**Aim of the exercise**
Transcribe all of the listing below in full.

**Given information**

------------

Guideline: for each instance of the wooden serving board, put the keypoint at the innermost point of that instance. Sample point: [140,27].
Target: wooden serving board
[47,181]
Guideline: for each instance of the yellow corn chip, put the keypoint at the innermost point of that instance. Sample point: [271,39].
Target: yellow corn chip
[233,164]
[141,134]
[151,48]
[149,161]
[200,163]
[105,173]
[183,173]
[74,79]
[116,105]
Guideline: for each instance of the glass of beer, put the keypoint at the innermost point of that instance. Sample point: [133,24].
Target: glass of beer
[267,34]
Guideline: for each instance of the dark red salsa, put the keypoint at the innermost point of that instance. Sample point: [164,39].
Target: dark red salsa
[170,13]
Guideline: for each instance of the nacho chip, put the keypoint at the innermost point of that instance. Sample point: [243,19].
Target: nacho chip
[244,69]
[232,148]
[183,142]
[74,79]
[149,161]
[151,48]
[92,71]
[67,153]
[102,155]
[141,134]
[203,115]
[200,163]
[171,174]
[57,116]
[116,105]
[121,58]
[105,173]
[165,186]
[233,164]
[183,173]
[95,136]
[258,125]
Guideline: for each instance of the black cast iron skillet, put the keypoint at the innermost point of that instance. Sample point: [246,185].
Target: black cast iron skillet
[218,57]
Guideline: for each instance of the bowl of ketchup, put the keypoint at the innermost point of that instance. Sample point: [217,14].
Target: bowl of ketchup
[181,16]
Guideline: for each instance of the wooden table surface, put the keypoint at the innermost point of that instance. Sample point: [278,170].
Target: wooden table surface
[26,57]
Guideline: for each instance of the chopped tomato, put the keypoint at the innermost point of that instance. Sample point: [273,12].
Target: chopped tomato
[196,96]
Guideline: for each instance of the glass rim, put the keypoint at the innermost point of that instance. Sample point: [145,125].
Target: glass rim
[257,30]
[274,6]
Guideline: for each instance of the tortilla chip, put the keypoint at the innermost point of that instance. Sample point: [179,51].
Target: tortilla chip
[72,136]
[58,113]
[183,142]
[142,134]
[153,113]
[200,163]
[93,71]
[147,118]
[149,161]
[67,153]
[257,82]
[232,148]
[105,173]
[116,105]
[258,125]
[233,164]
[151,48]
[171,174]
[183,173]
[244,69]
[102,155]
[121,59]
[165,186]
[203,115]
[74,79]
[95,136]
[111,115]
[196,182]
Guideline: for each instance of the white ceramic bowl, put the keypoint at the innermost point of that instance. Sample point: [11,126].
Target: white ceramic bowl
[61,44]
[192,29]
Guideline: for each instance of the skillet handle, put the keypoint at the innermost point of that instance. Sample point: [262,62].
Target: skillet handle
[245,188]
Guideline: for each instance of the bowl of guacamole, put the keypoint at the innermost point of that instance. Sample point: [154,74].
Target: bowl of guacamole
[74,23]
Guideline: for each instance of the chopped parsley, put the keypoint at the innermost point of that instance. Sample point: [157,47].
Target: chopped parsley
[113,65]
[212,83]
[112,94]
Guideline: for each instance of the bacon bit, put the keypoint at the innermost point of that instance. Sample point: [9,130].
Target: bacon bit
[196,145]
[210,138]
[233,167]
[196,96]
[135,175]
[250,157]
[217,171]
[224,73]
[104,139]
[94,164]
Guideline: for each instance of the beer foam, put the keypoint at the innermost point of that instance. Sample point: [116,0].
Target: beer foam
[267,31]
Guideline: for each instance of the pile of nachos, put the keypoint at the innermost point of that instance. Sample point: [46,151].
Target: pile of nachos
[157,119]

------------

**Answer section**
Guideline: for each instance of the wooden serving board, put the keypoint at the innermost point of that instance. Sample point: [140,27].
Target: wooden serving board
[47,181]
Guideline: for each instance of the yellow corn chip, put the keypoint at the innermost point of that instance. Sample point: [271,39].
Target: yellow corn chip
[233,164]
[141,134]
[151,48]
[149,161]
[200,163]
[105,173]
[183,173]
[74,79]
[116,105]
Guideline: for each instance of the glass of beer, put the keypoint at the innermost point of that instance. Sample point: [133,24].
Target: glass of beer
[267,34]
Guideline: for each instance of the dark red salsa, put the keypoint at the innermost point of that instance. Sample point: [164,39].
Target: dark red salsa
[170,13]
Guideline: for each instance of the nacho chip, put the keypoint at the innermost point of that instance. Sample point: [243,19].
Target: nacho chip
[244,69]
[232,148]
[183,142]
[74,79]
[149,161]
[151,48]
[92,71]
[67,153]
[102,155]
[141,134]
[203,115]
[200,163]
[171,174]
[57,116]
[116,105]
[121,58]
[105,173]
[165,186]
[233,164]
[183,173]
[95,136]
[258,125]
Guideline: for each instance of the black cast iron skillet, put the keypoint at the innermost point of that instance. Sample point: [246,185].
Target: black cast iron skillet
[218,57]
Guideline: for each instance of the bowl of ketchup, put the keypoint at the innermost point of that instance. Sample point: [217,14].
Target: bowl of ketchup
[181,16]
Guideline: for each instance of the wooden table surface, put the keypoint at the innermost point of that instance. Sample point: [278,170].
Target: wooden table surface
[26,57]
Guideline: for each instance of the chopped tomato, put the keypoint at the innermost point of that instance. Sample point: [273,12].
Target: chopped tomato
[196,96]
Guideline: for each instance of the glass rim, put the keypoint at the innermost point of that instance. Sample point: [145,125].
Target: glass rim
[257,30]
[274,6]
Guideline: for each instance of the tortilla chip, put the keypoint at the innermost point of that instance. Sample point: [179,51].
Target: tortilla chip
[72,136]
[58,113]
[183,142]
[142,134]
[153,113]
[200,163]
[93,71]
[147,118]
[149,161]
[67,153]
[257,82]
[232,148]
[105,173]
[116,105]
[258,125]
[233,164]
[151,48]
[171,174]
[183,173]
[244,69]
[102,155]
[121,59]
[165,186]
[203,115]
[74,79]
[95,136]
[111,115]
[196,182]
Guideline: for each instance of the white ceramic bowl, put the keypoint at the innermost point of that instance. Sample point: [11,126].
Target: white ceramic bowl
[61,44]
[192,29]
Guideline: for each instance of the skillet handle, put the keypoint at the innermost point of that instance. Sample point: [262,62].
Target: skillet handle
[245,188]
Guideline: for each instance of the bowl of guacamole, put the keypoint at the innermost point of that instance. Sample point: [154,74].
Target: bowl of guacamole
[74,23]
Guideline: for each instance of the chopped parsley, put the keypoint at the innermost point of that instance. Sample point: [157,47].
Target: chopped parsley
[113,65]
[212,83]
[112,94]
Guideline: for each instance of the bacon bit, put the keypoint at the innermost point of that instance. Sample point: [9,130].
Target: bacon bit
[196,145]
[210,138]
[233,167]
[196,96]
[135,175]
[250,157]
[217,171]
[224,73]
[104,139]
[94,164]
Guideline: for each instance of the beer foam, put the keypoint at the innermost point of that instance. Sample point: [116,0].
Target: beer foam
[267,31]
Guideline: for each instance of the pile of nachos, put the keypoint at the innermost point of that instance. Sample point: [46,151].
Target: pile of nachos
[157,119]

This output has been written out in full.